SELECTED TEXT:
*-*-*
Still having the same mismatch error

(ptca) root@1a8b85fbcd974ccbae73a8b4e81bc95c0004KU:/eph/nvme0/azureml/cr/j/802a86daee5540feb2a8dab7a6911b94/exe/wd/sara/LLM-Codec# python infer.py
Traceback (most recent call last):
  File "infer.py", line 15, in <module>
    model.load_state_dict(parameter_dict['codec_model']) # load model
  File "/opt/conda/envs/ptca/lib/python3.8/site-packages/torch/nn/modules/module.py", line 2041, in load_state_dict
    raise RuntimeError('Error(s) in loading state_dict for {}:\n\t{}'.format(
RuntimeError: Error(s) in loading state_dict for MSCodecLM:
        size mismatch for quantizer.quantizers.0.codebook.weight: copying a param with shape torch.Size([32000, 4096]) from checkpoint, the shape in current model is torch.Size([3248, 4096]).

And this my code:

import torch
from omegaconf import OmegaConf
from codec.MSCodec import MSCodecLM
from llama_inference.llama import Tokenizer, ModelArgs

llama_model_path = 'Llama-2-7b' # download llama 2 7B from https://github.com/meta-llama/llama-recipes/tree/main
text_tokenizer = Tokenizer(model_path=llama_model_path + "/tokenizer.model")
# load model
vq_config_path = 'config.yaml'
codec_ckpt = 'llm3_codec_uni.pth' # set the ckpt path
device = 'cuda'
exp_model_config = OmegaConf.load('config.yaml')
model = MSCodecLM(**exp_model_config.generator.config)  
parameter_dict = torch.load(codec_ckpt)
model.load_state_dict(parameter_dict['codec_model']) # load model
model.to(device)
model.eval()
vq1_texts = np.load("layer1.npy", allow_pickle=True)
*-*-*
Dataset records
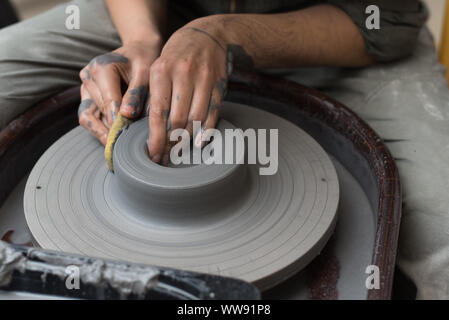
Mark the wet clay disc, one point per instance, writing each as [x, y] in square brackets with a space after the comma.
[222, 219]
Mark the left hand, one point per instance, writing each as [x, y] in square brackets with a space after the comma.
[187, 83]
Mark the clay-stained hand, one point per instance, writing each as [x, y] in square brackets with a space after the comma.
[103, 80]
[188, 82]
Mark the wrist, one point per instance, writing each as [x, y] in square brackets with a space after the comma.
[214, 26]
[147, 36]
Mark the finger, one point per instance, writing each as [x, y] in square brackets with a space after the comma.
[107, 80]
[88, 117]
[179, 111]
[134, 99]
[160, 100]
[212, 117]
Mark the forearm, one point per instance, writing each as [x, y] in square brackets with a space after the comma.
[139, 20]
[319, 35]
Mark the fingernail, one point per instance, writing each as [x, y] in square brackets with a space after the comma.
[156, 158]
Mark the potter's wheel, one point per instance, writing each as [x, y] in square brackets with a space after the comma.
[225, 220]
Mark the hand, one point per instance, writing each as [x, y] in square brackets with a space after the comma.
[101, 91]
[188, 82]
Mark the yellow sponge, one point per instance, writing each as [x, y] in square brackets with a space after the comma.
[117, 127]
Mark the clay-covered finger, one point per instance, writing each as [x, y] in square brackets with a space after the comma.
[135, 97]
[179, 111]
[107, 80]
[160, 100]
[200, 103]
[89, 117]
[212, 117]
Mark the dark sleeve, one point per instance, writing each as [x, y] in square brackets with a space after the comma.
[400, 23]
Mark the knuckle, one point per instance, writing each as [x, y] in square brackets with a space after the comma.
[185, 67]
[159, 67]
[177, 120]
[157, 110]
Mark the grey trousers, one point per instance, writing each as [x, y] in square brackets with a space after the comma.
[406, 102]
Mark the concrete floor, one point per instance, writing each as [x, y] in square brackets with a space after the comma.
[29, 8]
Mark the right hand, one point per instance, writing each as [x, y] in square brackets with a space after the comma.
[101, 91]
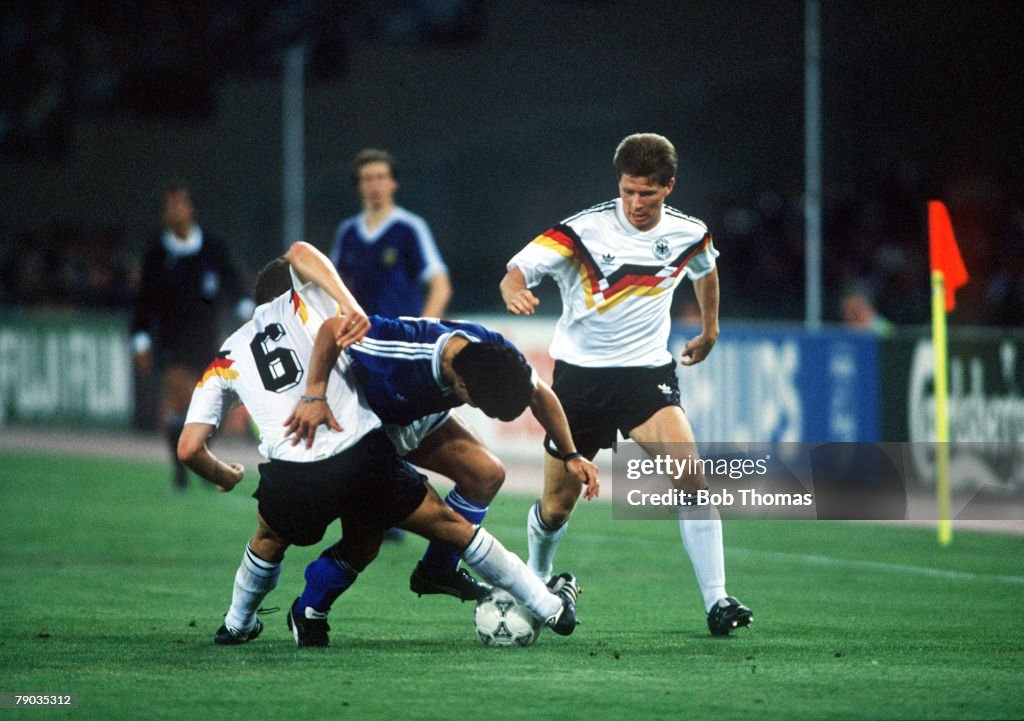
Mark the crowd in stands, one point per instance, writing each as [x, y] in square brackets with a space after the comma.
[873, 243]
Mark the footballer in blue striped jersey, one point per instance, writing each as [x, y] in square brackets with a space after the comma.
[413, 372]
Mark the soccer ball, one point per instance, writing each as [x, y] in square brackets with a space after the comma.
[502, 622]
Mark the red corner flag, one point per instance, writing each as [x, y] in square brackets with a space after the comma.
[944, 252]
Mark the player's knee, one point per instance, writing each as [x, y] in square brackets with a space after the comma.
[268, 547]
[483, 482]
[453, 532]
[556, 509]
[357, 554]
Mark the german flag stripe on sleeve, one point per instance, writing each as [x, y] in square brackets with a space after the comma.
[221, 367]
[299, 307]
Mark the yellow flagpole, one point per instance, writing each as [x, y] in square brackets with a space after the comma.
[941, 351]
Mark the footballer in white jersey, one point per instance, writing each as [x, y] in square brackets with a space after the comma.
[615, 282]
[616, 265]
[261, 365]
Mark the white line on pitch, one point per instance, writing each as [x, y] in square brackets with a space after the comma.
[839, 562]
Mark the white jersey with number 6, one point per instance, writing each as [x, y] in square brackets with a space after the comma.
[263, 366]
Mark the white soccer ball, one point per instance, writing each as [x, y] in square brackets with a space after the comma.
[501, 621]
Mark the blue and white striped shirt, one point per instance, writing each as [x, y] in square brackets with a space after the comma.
[397, 365]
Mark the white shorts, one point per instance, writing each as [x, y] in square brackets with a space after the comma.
[408, 438]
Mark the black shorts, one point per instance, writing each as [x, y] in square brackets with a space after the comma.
[368, 484]
[599, 401]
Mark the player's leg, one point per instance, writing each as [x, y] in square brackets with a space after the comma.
[669, 431]
[255, 578]
[548, 518]
[456, 453]
[492, 561]
[177, 385]
[328, 577]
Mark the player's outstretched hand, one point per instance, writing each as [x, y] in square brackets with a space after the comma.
[586, 472]
[306, 418]
[521, 302]
[696, 349]
[228, 475]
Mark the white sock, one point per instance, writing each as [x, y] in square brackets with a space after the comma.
[499, 566]
[254, 579]
[701, 532]
[543, 542]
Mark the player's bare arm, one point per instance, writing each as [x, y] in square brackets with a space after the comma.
[311, 265]
[312, 411]
[548, 411]
[696, 349]
[194, 452]
[518, 299]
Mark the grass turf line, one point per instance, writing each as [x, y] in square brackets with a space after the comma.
[114, 586]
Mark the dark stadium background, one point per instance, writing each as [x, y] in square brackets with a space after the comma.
[504, 116]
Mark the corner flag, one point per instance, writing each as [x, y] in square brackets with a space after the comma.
[944, 252]
[948, 273]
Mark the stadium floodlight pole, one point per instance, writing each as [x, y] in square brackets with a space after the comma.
[293, 132]
[812, 163]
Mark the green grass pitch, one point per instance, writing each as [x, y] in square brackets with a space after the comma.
[113, 587]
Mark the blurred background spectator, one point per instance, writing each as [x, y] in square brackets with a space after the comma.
[949, 123]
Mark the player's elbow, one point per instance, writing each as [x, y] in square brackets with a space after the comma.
[190, 443]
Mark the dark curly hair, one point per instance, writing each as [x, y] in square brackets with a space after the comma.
[273, 280]
[498, 378]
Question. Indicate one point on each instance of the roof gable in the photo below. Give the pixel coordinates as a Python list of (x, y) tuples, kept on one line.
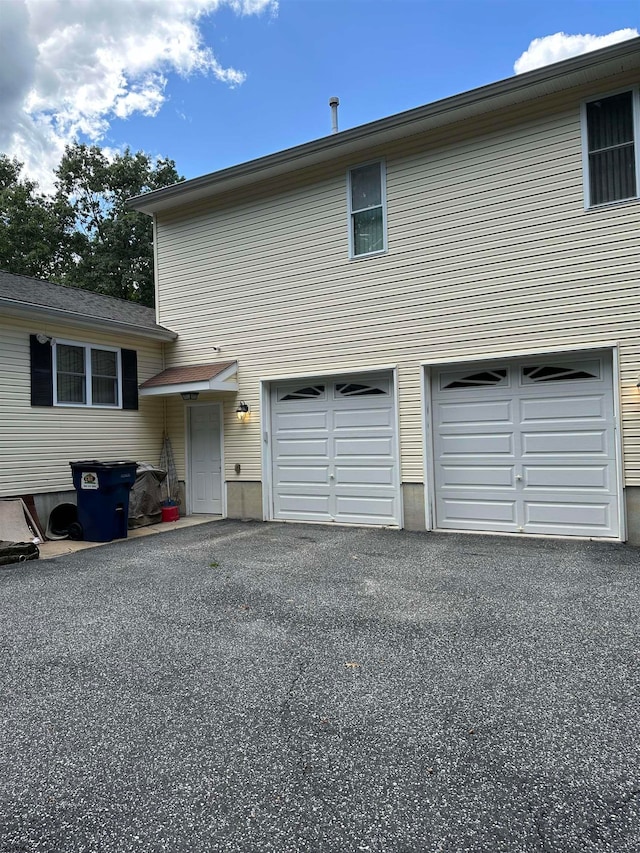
*-*-*
EXERCISE BRIEF: Reproduce the part of the size-mismatch error post starting with "llama_model_path = 'Llama-2-7b'" and going on through "model = MSCodecLM(**exp_model_config.generator.config)".

RESPONSE TO THIS TASK:
llama_model_path = 'Llama-2-7b' # download llama 2 7B from https://github.com/meta-llama/llama-recipes/tree/main
text_tokenizer = Tokenizer(model_path=llama_model_path + "/tokenizer.model")
# load model
vq_config_path = 'config.yaml'
codec_ckpt = 'llm3_codec_uni.pth' # set the ckpt path
device = 'cuda'
exp_model_config = OmegaConf.load('config.yaml')
model = MSCodecLM(**exp_model_config.generator.config)